Text segment:

Is Boots' new ‘wellness store’ sophisticated greenwashing?
Updated: Aug 19, 2019
Have you heard of A Plastic Planet? It’s a fantastic organisation led by Sian Sutherland. Their single goal – “to ignite and inspire the world to Turn off the Plastic Tap”. I follow A Plastic Planet on Linkedin and one of their posts popped up in my feed last week. My immediate emotional reaction to this particular post was to recoil. The article was an emphatic congratulatory message to the brand Boots for providing free water to their customers.
Why did I recoil? First, I'm not a fan of the use of overly emphatic language when a huge, corporate brand does something remotely positive. Second, are they paying their taxes yet? And third, people in an office somewhere had a conversation about this water refill station. What was their real motivation?

(Rows from a dataset)
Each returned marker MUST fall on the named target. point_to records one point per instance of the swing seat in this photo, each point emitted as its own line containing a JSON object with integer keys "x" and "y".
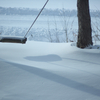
{"x": 11, "y": 39}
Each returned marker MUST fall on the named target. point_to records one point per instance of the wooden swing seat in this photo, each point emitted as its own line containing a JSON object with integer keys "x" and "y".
{"x": 11, "y": 39}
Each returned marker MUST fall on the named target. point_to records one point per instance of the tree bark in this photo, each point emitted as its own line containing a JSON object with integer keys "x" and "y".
{"x": 84, "y": 24}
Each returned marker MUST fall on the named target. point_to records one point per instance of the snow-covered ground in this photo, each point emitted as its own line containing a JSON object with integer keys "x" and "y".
{"x": 49, "y": 71}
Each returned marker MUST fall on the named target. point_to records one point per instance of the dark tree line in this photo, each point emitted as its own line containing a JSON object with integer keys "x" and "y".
{"x": 84, "y": 24}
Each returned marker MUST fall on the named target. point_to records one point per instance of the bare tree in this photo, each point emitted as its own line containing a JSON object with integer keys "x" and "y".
{"x": 84, "y": 24}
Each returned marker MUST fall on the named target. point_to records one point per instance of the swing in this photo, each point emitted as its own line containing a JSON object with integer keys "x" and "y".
{"x": 11, "y": 39}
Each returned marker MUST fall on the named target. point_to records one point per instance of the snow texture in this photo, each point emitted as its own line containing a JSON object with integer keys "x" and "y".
{"x": 49, "y": 71}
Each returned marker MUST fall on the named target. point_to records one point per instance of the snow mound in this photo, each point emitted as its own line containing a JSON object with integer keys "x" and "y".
{"x": 49, "y": 71}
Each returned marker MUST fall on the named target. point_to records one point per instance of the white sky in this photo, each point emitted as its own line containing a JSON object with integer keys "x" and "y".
{"x": 68, "y": 4}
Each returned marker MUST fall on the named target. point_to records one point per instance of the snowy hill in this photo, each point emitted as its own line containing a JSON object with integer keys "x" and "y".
{"x": 49, "y": 71}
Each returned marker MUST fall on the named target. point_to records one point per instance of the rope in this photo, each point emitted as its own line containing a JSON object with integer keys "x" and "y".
{"x": 36, "y": 18}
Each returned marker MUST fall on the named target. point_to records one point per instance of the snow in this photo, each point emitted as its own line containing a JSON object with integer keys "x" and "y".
{"x": 49, "y": 71}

Set problem 1: Decide whether each statement below agrees with the post about Boots' wellness store, answering yes or no and quoting the words of the post that settle it: (a) The author follows A Plastic Planet on LinkedIn. (b) The post in the author's feed congratulated Boots for selling discounted water. (c) The author's first reaction to that post was enthusiastic.
Set problem 2: Extend the post about Boots' wellness store, starting right after its last sentence.

Expected answer 1:
(a) Yes: "I follow A Plastic Planet on Linkedin"
(b) No: "for providing free water to their customers"
(c) No: "My immediate emotional reaction to this particular post was to recoil."

Expected answer 2:
However, I am trying to be a little more tolerant of positive shifts by corporates and I respect what A Plastic Planet stands for. So off I went to Google to search 'Boots UK water refill station'. Google kindly presented me with an article from the London Evening Standard. Within two seconds of opening the article, there was that recoil feeling again!
“The first 200 people in the store get a goodie bag” is the sub headline. A quick scroll down and it's clear it wasn’t a reusable bag filled with environmentally conscious products to help move people to more sustainable choices.
Instead, the people at Boots UK’s decided that their new flagship wellness store, complete with water refill station would welcome their first 200 customers with a goodie bag filled with so called ‘hero products’. Products from Josh Wood, Urban Decay, Bybi, NO7 and "many more". Many more landfill products made from plastics and filled with chemicals? The exception on this list is Bybi who do have Sustainability on their agenda – great to see. But even better than that is our very own Scottish brand - Beauty Kitchen, offering refills of their products – a brand that really does have sustainability at their heart and soul who show true leadership.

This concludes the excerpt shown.